— Task to complete —
Because the copy must hold no pictures, return the data below with all of its words intact.

Record set section start

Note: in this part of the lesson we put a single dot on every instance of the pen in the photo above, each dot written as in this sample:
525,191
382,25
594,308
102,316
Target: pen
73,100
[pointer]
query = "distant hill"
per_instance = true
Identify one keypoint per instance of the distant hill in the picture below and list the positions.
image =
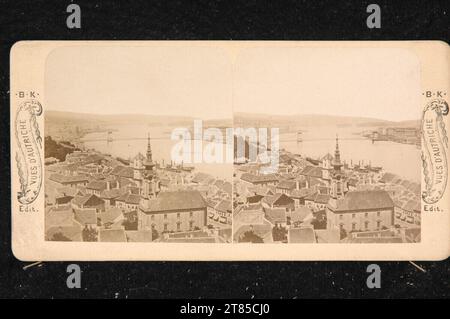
(257, 119)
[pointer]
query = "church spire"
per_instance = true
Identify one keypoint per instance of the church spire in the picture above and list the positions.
(149, 149)
(337, 155)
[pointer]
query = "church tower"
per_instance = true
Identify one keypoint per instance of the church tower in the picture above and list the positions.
(149, 165)
(338, 178)
(337, 165)
(149, 149)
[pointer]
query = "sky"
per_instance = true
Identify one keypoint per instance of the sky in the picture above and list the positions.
(205, 82)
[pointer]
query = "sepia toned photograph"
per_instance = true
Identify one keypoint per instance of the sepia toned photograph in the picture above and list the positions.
(229, 151)
(349, 148)
(109, 172)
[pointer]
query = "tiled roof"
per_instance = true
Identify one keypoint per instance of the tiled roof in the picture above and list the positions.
(129, 198)
(286, 185)
(301, 235)
(68, 178)
(272, 199)
(110, 215)
(312, 171)
(179, 200)
(363, 200)
(89, 200)
(85, 216)
(96, 185)
(262, 178)
(299, 214)
(275, 215)
(59, 218)
(112, 193)
(112, 235)
(73, 233)
(224, 206)
(412, 206)
(139, 235)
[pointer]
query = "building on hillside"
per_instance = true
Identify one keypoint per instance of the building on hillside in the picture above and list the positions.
(173, 211)
(361, 211)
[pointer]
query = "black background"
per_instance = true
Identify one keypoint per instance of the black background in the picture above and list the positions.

Record set section end

— Reply —
Note: in this part of the lesson we put a single dot on every instance of the pen in the photo above, each dot written as in this sample:
525,191
382,25
594,308
102,316
Target: pen
73,100
[pointer]
query = "distant hill"
per_instance = true
Identify one keypoint per instance of the distant hill in the picture below and list the positions.
image =
(257, 119)
[pointer]
query = "church spire"
per_instance = true
Identify one keypoint per instance of the church spire in the picture above and list the positions.
(149, 149)
(337, 155)
[pointer]
query = "church tower"
per_instance = true
Identify one keypoint per instance of the church tower in the picture above and list the positions.
(149, 165)
(338, 178)
(337, 165)
(149, 149)
[pointer]
query = "sky"
per_instance = true
Identify one keypoint per instance of the sky in the picture above and list the positions.
(205, 82)
[pointer]
query = "sepia toned photograph"
per_instance = true
Identify one keypoint per instance of the sepia toned photograph in the picture above and list the positions.
(229, 151)
(349, 148)
(109, 172)
[pointer]
query = "tiled roof"
per_instance = true
Identify one keypoint per instance of the tiled roof in the picture above and list the positions.
(129, 198)
(286, 185)
(301, 235)
(68, 178)
(272, 199)
(110, 215)
(312, 171)
(179, 200)
(363, 200)
(89, 200)
(85, 216)
(96, 185)
(262, 178)
(299, 214)
(275, 215)
(59, 218)
(112, 193)
(112, 235)
(73, 233)
(224, 206)
(412, 206)
(139, 235)
[pointer]
query = "building on hillside"
per_instance = true
Identify one keypoint per instance of the building on hillside in the picture above and list the positions.
(173, 211)
(361, 211)
[pointer]
query = "black background"
per_instance = true
Identify one keypoint per instance of the black background in the picture above and list the positions.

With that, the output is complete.